Required task: Duplicate the records from the line with "of the rushing" to the line with "Target: rushing water", both included, and leave the pictures out of your answer.

Material to process:
■ ■ ■
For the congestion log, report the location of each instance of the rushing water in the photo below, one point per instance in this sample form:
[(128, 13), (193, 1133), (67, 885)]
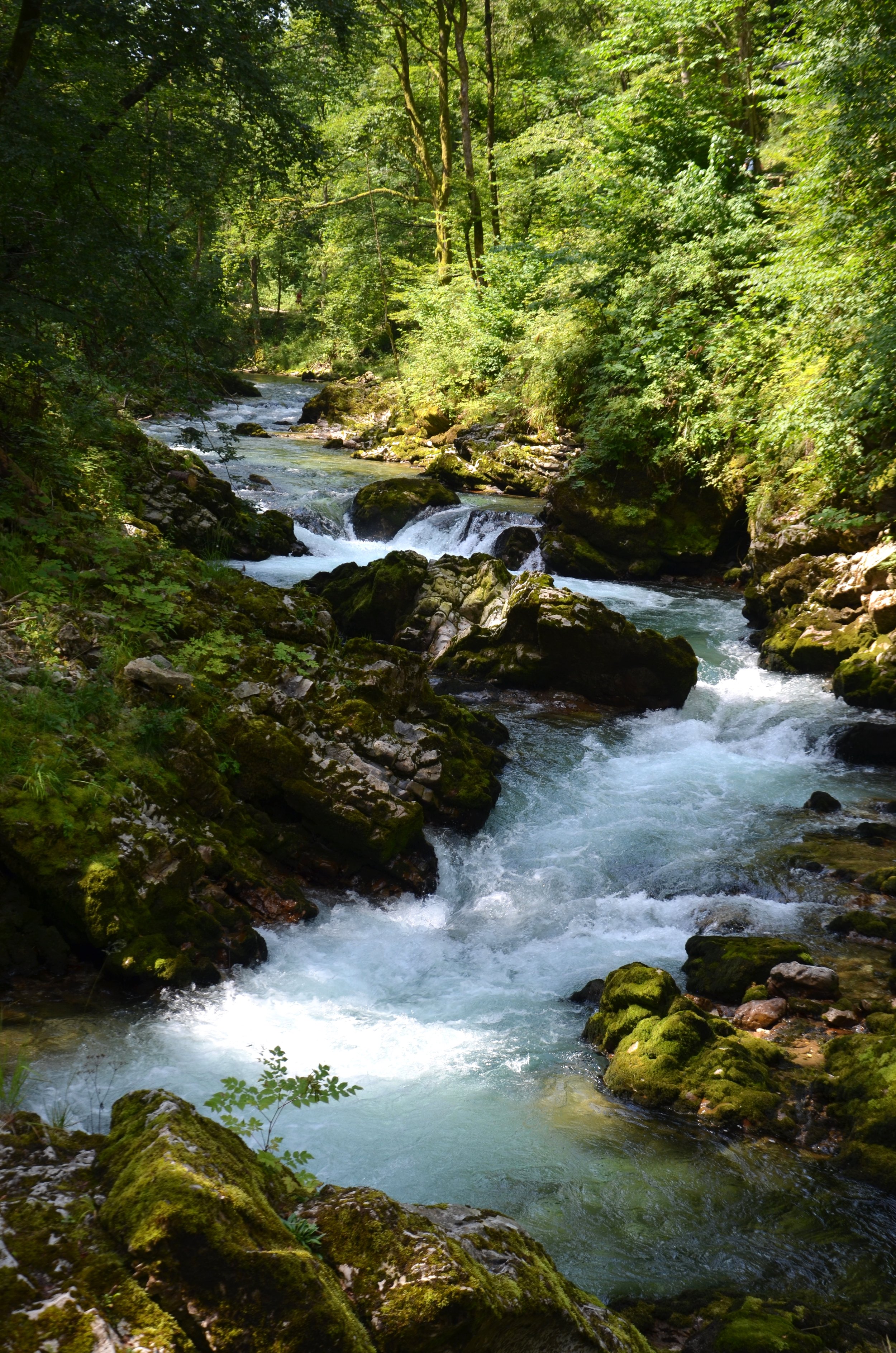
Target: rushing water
■ ■ ■
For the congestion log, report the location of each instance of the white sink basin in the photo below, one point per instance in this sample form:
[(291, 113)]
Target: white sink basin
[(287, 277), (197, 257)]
■ ■ ■
Solution below:
For the congestion log, report the location of each instance of the rushing water in the photo below, one point per instance in this sample form:
[(128, 13), (193, 1133), (67, 885)]
Target: rushing water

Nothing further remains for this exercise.